● **EXERCISE INSTRUCTIONS**
Copy out each line below that contains the string "spire". Case counts.
------------------------
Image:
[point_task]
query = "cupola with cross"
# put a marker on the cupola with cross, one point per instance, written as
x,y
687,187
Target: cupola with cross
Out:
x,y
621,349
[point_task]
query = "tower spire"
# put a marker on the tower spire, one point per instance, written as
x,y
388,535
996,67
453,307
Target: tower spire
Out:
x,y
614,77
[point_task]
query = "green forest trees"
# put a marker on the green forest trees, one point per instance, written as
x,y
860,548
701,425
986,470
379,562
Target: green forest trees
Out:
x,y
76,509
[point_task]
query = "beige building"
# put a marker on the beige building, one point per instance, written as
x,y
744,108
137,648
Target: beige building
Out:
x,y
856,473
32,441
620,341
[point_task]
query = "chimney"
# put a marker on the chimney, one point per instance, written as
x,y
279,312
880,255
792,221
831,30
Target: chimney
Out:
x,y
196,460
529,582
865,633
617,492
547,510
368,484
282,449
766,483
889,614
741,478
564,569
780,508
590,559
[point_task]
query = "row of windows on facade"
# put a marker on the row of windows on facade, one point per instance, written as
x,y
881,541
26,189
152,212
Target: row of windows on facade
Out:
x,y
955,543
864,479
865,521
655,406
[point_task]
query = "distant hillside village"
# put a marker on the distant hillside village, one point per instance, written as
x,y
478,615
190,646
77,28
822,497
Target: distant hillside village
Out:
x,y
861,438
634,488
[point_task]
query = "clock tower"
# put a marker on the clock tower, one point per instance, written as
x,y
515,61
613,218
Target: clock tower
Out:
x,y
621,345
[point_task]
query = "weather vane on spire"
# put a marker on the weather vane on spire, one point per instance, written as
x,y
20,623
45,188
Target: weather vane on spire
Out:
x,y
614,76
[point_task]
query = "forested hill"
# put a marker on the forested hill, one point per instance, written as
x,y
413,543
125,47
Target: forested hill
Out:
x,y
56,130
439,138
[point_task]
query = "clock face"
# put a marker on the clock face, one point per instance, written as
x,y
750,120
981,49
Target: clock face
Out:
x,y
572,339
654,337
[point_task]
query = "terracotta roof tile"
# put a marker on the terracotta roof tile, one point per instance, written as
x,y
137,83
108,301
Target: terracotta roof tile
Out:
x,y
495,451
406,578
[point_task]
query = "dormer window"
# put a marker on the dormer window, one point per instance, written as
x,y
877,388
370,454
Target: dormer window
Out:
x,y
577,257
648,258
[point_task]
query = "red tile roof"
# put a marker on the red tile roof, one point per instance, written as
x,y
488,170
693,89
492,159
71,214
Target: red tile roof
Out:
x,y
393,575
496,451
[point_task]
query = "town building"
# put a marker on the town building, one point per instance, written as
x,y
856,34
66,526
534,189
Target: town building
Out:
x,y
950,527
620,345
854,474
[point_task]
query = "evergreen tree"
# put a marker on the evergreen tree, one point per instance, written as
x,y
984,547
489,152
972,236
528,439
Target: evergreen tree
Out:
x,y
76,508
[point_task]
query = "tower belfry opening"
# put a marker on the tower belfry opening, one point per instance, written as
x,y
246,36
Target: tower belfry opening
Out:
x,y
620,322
------------------------
● **THE ANSWER**
query = "tower spire"
# put a marker on the tower spire, one point per instance, written as
Target: tower spire
query = "weather vane on spire"
# put a marker on the weather vane on spire, one point per instance, written as
Target: weather vane on spire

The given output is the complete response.